--- Start of Source text ---
Aston Microphones announce another giant-killer – ELEMENT

Aston Microphones announce another giant-killer – ELEMENT

SHARE
Aston Microphones Element Featured Image

Last Updated on April 3, 2022 by Andrew Culture

In the world of music gear, all manufacturers like to claim world firsts. Everyone likes to think they’re breaking the mold and offering the universal something truly unique. Sadly this is often a fanciful embellishment of the truth. But sometimes, it’s true, and frequently that truth comes from British Company Aston Microphones.

Aston is known for their passion for getting feedback from industry professionals while developing new products. We recently reported that for their next product Aston planned to open out the consultation process to the whole of planet earth. A decision that we viewed as much brave as it was ambitious.
--- End of Source text ---
--- Start of Excerpted data ---
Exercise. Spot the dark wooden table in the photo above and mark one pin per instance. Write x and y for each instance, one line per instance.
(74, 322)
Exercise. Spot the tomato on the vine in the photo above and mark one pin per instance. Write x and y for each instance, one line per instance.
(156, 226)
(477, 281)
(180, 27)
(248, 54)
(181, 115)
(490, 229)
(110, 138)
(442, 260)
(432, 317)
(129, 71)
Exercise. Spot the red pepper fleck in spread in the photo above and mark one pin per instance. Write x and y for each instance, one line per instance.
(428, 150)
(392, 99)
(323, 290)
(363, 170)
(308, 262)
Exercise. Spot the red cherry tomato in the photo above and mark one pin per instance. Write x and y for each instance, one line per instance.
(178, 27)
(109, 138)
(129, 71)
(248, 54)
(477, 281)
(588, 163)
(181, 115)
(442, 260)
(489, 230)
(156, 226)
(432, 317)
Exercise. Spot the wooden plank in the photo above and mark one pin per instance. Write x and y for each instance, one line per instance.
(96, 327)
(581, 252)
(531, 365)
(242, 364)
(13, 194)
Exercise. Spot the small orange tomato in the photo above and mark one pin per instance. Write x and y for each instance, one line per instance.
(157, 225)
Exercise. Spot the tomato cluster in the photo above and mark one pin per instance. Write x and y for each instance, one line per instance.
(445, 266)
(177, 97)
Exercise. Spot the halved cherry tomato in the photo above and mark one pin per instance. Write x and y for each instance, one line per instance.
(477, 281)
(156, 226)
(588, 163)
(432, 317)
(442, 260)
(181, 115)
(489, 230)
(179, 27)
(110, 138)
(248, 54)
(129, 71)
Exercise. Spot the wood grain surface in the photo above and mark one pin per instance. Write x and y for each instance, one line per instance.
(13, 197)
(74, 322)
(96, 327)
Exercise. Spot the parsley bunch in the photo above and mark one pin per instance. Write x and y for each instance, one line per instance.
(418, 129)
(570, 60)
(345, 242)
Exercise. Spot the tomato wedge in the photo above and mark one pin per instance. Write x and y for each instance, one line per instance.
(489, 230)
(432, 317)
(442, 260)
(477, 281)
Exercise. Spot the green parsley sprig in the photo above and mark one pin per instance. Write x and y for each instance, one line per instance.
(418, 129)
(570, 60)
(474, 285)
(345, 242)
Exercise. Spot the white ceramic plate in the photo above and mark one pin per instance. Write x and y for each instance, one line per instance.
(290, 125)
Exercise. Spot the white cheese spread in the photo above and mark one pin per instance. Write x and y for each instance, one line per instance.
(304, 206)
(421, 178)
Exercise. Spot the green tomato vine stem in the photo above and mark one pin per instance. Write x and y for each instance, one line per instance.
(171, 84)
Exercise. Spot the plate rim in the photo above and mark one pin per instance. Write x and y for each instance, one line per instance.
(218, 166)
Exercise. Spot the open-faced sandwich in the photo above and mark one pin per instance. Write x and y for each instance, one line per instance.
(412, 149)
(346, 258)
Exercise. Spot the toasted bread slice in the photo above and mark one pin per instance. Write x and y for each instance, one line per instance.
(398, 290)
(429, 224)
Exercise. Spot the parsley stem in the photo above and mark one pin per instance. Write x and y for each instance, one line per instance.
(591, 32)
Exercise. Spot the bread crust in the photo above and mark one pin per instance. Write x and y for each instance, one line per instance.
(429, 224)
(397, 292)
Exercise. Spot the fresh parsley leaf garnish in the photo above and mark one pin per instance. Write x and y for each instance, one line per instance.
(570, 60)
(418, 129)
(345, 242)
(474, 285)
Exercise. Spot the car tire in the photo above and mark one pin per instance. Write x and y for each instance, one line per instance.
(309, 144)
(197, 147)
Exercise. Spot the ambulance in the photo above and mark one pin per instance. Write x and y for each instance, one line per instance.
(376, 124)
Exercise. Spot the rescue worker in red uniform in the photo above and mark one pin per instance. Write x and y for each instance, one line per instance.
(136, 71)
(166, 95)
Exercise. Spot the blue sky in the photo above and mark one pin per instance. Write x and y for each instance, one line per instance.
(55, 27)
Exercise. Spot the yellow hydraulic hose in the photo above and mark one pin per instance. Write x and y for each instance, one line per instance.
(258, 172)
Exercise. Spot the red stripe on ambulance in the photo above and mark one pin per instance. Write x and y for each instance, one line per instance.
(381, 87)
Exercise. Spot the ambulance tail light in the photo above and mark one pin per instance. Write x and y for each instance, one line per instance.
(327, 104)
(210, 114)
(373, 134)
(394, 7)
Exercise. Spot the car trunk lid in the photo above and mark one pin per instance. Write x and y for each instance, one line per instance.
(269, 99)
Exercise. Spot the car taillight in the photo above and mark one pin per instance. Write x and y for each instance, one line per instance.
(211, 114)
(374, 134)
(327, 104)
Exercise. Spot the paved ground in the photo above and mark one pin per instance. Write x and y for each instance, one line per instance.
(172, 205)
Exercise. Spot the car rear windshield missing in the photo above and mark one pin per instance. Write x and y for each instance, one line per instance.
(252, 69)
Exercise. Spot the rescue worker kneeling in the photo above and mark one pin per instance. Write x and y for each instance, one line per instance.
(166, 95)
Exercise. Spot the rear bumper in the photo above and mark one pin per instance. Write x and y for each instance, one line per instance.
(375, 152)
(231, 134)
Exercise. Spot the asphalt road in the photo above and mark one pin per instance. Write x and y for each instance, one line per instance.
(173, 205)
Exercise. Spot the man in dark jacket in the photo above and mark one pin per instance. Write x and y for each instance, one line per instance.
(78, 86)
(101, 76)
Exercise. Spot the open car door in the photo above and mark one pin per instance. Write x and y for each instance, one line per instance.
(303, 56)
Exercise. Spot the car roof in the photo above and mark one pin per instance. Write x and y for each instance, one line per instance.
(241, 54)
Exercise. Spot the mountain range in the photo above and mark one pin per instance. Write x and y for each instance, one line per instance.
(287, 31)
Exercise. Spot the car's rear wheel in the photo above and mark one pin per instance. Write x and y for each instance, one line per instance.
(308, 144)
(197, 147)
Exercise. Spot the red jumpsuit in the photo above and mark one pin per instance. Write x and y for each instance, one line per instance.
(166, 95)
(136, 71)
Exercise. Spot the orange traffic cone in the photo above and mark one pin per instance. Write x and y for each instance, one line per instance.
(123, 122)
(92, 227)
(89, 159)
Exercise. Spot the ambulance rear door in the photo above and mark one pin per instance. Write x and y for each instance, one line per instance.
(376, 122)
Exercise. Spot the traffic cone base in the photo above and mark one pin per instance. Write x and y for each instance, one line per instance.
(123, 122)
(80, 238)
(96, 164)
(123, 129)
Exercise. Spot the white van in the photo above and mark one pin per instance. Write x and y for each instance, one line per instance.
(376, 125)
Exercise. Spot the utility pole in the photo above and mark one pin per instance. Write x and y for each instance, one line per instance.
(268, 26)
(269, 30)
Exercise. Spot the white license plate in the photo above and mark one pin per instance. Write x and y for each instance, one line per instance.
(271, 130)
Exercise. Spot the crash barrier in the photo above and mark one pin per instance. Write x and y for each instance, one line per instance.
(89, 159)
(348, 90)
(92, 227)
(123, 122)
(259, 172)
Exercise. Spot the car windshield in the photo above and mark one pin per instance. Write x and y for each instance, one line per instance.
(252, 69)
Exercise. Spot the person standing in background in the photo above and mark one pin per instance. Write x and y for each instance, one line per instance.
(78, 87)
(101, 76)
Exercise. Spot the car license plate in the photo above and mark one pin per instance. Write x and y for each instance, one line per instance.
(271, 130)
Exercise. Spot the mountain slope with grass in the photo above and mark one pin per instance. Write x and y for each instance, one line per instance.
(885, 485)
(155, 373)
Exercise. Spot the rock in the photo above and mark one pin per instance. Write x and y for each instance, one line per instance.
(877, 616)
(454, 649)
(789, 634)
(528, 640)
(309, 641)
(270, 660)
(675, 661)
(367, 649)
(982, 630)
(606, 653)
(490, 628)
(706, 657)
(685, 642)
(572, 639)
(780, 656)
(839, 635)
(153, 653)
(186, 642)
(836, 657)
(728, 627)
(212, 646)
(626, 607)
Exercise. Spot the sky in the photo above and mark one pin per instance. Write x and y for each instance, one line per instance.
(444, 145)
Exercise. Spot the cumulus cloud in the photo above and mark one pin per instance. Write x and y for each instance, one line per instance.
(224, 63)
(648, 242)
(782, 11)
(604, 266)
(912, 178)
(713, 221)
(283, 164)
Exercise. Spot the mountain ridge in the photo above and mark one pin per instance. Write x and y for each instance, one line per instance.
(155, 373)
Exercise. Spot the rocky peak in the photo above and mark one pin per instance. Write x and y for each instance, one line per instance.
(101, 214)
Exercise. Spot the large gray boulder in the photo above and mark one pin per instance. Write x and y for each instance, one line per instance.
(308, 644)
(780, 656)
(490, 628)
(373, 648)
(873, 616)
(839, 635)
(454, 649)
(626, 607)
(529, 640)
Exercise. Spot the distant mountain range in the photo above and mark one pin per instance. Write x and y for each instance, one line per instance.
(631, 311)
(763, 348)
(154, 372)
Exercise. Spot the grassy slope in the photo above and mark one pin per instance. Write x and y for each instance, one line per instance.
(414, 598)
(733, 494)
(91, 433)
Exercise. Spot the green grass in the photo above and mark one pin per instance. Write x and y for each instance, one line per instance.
--- End of Excerpted data ---
--- Start of Excerpted data ---
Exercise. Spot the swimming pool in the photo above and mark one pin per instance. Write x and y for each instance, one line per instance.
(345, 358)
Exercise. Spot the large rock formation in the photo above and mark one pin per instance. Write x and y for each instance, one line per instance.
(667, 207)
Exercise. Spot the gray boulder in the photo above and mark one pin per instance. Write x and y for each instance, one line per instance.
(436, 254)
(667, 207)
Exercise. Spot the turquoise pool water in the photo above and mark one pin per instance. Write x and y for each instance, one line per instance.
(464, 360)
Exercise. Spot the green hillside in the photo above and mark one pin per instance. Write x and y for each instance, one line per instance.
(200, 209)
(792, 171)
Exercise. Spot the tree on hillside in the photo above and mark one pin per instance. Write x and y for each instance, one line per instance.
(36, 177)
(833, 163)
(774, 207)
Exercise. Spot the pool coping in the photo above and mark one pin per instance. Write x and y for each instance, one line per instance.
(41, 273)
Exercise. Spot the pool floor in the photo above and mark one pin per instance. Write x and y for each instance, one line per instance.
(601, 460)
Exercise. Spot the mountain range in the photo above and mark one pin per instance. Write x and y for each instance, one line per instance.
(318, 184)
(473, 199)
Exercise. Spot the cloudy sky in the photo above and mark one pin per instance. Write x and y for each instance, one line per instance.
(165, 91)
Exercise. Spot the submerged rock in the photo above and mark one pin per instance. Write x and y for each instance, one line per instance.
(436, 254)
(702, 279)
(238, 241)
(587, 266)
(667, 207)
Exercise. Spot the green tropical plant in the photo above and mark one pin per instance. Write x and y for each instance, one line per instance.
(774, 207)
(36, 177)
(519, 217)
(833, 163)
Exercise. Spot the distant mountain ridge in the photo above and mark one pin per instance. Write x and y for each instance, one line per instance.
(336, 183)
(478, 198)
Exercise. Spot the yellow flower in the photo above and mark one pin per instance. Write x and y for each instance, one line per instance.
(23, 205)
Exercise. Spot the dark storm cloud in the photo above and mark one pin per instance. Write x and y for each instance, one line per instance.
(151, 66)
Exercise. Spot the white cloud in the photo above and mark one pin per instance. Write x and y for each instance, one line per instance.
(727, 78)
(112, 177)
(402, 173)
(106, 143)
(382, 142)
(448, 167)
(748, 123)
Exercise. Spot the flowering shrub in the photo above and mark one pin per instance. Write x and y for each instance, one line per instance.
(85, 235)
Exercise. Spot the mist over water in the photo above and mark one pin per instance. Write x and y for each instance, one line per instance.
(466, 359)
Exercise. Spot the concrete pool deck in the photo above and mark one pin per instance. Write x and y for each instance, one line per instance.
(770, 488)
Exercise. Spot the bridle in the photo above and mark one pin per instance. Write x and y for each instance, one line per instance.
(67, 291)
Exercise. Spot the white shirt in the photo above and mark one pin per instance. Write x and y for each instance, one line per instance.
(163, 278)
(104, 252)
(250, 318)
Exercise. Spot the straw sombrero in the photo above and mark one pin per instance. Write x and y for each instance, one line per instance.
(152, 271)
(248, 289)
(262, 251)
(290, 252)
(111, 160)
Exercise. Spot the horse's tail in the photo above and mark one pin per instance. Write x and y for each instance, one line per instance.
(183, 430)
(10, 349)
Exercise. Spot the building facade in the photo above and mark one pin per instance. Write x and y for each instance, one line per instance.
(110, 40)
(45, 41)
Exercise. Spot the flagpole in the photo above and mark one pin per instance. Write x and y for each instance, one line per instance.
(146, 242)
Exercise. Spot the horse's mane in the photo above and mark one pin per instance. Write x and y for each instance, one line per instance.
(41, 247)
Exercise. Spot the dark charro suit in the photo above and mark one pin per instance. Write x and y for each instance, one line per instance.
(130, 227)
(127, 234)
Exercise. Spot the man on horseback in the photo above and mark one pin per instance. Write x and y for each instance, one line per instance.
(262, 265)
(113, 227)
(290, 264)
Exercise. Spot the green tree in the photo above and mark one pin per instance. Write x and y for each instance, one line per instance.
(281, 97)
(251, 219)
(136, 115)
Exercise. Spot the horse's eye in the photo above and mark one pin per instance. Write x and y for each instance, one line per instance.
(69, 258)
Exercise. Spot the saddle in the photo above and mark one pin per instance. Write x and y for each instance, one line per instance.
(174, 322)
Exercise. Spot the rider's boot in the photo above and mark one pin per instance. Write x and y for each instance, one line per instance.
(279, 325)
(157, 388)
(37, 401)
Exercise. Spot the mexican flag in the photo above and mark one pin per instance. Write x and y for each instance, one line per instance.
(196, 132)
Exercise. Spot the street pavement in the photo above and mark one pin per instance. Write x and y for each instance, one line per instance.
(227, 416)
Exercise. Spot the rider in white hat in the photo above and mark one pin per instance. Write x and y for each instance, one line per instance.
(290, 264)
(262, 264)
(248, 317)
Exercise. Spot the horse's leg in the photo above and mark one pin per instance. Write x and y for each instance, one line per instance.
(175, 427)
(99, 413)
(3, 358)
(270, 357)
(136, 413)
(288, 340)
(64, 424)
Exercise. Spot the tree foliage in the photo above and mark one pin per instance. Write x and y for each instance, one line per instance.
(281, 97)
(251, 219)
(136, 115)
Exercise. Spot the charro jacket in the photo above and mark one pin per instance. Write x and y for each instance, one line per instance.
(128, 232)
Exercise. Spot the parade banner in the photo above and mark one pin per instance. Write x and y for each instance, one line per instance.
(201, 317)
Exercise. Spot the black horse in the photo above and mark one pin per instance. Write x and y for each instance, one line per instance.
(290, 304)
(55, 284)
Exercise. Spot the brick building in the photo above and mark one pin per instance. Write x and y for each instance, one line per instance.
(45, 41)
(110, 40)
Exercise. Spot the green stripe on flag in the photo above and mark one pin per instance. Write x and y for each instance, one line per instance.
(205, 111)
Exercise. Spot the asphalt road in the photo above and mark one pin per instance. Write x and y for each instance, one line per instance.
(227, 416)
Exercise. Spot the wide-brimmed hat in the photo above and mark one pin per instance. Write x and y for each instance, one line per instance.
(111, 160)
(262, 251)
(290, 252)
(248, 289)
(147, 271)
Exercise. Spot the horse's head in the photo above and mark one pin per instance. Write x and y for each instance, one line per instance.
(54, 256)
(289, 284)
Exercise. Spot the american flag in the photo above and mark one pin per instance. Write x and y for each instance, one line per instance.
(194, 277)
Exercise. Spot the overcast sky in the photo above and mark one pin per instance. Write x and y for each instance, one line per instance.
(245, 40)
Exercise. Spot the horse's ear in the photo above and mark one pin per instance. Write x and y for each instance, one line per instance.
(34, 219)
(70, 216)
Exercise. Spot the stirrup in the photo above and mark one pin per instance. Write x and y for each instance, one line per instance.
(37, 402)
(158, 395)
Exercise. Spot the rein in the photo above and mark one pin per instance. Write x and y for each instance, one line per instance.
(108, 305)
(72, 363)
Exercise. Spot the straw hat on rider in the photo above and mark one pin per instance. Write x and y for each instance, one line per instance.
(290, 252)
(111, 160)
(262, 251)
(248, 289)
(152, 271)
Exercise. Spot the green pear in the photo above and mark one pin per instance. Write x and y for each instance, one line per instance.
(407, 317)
--- End of Excerpted data ---
◆ **Your goal**: According to the Aston Microphones article, what is the company known for?

◆ **Final result**: Aston is known for its passion for getting feedback from industry professionals while developing new products.